[Data entries]
━━━━━━━━

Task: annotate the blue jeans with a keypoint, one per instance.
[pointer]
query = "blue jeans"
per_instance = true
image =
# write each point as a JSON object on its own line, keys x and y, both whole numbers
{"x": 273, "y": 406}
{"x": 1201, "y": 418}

━━━━━━━━

Exercise prompt
Return, from the data, each line where the string "blue" occurs.

Response box
Task: annotate the blue jeans with a keypoint, one per instance.
query = "blue jeans"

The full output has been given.